# Exercise brief
Scan the material for the string "yellow" and copy out every line in which it occurs.

# Source data
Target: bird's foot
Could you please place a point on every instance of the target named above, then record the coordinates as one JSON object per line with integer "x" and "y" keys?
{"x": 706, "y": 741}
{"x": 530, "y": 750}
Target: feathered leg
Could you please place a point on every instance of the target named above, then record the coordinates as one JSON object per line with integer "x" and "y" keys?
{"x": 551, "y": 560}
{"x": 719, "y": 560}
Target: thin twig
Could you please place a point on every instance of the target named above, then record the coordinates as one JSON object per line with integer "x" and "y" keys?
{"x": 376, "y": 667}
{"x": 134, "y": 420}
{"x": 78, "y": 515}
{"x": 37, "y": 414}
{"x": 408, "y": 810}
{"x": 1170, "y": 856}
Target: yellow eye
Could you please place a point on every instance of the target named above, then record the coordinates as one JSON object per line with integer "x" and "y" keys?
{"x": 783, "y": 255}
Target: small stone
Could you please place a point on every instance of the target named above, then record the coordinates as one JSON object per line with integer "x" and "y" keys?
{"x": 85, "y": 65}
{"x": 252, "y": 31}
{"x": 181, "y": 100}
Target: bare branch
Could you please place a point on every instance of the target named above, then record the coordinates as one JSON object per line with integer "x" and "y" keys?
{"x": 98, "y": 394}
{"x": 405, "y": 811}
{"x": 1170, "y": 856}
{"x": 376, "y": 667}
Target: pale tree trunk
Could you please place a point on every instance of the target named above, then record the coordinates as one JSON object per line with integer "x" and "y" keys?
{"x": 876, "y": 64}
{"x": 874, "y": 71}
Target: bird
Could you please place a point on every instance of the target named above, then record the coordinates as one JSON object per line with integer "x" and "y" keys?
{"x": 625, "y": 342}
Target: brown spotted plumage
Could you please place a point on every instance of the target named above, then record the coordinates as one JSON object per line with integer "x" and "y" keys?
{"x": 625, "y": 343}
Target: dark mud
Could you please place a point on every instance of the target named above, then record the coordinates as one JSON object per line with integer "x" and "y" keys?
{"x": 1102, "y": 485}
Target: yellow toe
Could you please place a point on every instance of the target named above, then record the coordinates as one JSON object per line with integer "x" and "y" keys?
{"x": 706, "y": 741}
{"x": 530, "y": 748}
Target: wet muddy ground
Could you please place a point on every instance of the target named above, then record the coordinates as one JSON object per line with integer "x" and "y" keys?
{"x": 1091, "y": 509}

# Answer space
Target: yellow eye
Target: yellow toe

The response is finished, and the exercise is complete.